## [EXERCISE AIM]
Give back all the entries below. Omit none of them.

[INPUT MATERIAL Boundary: Start]

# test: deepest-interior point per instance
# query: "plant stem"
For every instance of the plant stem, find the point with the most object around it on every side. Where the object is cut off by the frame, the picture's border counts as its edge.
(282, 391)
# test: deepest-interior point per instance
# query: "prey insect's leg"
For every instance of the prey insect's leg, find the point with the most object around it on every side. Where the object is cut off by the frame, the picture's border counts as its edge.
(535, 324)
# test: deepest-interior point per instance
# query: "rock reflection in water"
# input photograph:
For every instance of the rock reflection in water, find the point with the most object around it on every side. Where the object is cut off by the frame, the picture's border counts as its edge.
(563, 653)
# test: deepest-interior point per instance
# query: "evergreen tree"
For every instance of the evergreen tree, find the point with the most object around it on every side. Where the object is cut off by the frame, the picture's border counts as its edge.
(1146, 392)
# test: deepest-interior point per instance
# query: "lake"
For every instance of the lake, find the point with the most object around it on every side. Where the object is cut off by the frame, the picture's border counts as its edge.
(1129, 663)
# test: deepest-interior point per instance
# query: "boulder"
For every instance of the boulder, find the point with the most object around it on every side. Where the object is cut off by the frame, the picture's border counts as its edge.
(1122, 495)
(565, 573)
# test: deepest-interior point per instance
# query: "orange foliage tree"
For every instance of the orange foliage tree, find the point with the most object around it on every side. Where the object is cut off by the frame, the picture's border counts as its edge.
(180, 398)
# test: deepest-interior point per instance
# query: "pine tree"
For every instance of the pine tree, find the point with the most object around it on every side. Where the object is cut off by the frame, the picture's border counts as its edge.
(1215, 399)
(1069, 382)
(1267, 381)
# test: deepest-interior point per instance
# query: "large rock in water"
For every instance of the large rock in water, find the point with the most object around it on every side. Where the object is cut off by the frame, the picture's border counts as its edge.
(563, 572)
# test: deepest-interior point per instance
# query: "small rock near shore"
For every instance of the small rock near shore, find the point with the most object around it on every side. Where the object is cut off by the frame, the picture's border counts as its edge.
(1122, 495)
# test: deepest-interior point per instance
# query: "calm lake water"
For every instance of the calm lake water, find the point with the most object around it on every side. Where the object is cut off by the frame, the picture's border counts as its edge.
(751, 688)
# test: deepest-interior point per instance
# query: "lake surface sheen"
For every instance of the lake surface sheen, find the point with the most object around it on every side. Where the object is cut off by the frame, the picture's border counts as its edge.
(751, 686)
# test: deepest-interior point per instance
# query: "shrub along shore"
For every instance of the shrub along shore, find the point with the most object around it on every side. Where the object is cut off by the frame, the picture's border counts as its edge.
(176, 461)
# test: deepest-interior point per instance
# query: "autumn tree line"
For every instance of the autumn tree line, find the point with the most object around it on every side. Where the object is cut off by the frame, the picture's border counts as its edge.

[INPUT MATERIAL Boundary: End]

## [RESPONSE FOR THIS EXERCISE]
# test: deepest-interior point per instance
# query: "plant stem"
For every instance of the plant stem, find the point with the most object around it on every side. Where the object is cut off by the frame, the picture's border counts as its edge.
(282, 391)
# test: deepest-interior point per instance
# query: "prey insect's leg"
For every instance of the prey insect's leg, find the point with the most object around it on every side. Where the object is cut off by the frame, the picture's border counts as its edge.
(535, 324)
# test: deepest-interior point per instance
# query: "rock reflection in water"
# input photograph:
For every instance of the rock reflection in water, find the point with the most object around it on every side. Where the object is cut off by the frame, the picture's border counts as its edge.
(563, 653)
# test: deepest-interior point per instance
# query: "evergreen tree"
For every instance of the evergreen tree, find the point with the most object around it on every side. Where the object is cut off by the frame, the picture's border counts as its edge.
(1146, 392)
# test: deepest-interior point per instance
# query: "lake"
For every instance of the lake, find the point with the most object around it on every side. Where the object is cut off by the frame, the picture's border counts as its edge.
(1129, 663)
# test: deepest-interior point per instance
# query: "boulder"
For every instance of the boulder, find the point with the most object around it on every side. Where the object is cut off by the frame, the picture's border counts as its edge.
(1122, 495)
(565, 573)
# test: deepest-interior point per instance
# query: "orange foliage tree"
For every instance of the orange foliage tree, find the point with the most object around it on every side. Where the object is cut off by the frame, the picture's border counts as its edge.
(180, 398)
# test: deepest-interior point per instance
# query: "pine tree"
For every instance of the pine tree, find the point with the most object around it on every side. Where the object is cut off by the frame, the picture's border counts as its edge.
(1215, 399)
(1069, 382)
(1267, 381)
# test: deepest-interior point per instance
# query: "large rock in water"
For every instance of the large rock in water, find the point with the most object around it on every side. Where the object is cut off by the frame, the picture's border counts as its edge.
(563, 572)
# test: deepest-interior point per instance
# query: "small rock near shore"
For every instance of the small rock near shore, find the point with the most object around it on every side. Where the object is cut off by the frame, the picture's border counts as its edge.
(1122, 495)
# test: deepest-interior point per instance
# query: "calm lake water"
For every instance of the calm lake water, find the point with the most object around it on every side. Where the object is cut off by the frame, the picture's border counts as its edge.
(751, 688)
# test: deepest-interior point per instance
# query: "lake surface sheen"
For every instance of the lake surface sheen, find the point with the most object around it on every side. Where the object is cut off by the frame, the picture's border counts as its edge.
(751, 686)
# test: deepest-interior point per instance
# query: "shrub along shore"
For every instance of the shrub along shore, find the point with the most object around it on every side. Where the object is cut off by the frame, the picture's border counts as its edge.
(176, 461)
# test: deepest-interior point per instance
# query: "autumn tree line"
For every instance of the autumn tree line, find the point with the most object around it on every side. Where the object is cut off by the frame, the picture's border counts as its edge.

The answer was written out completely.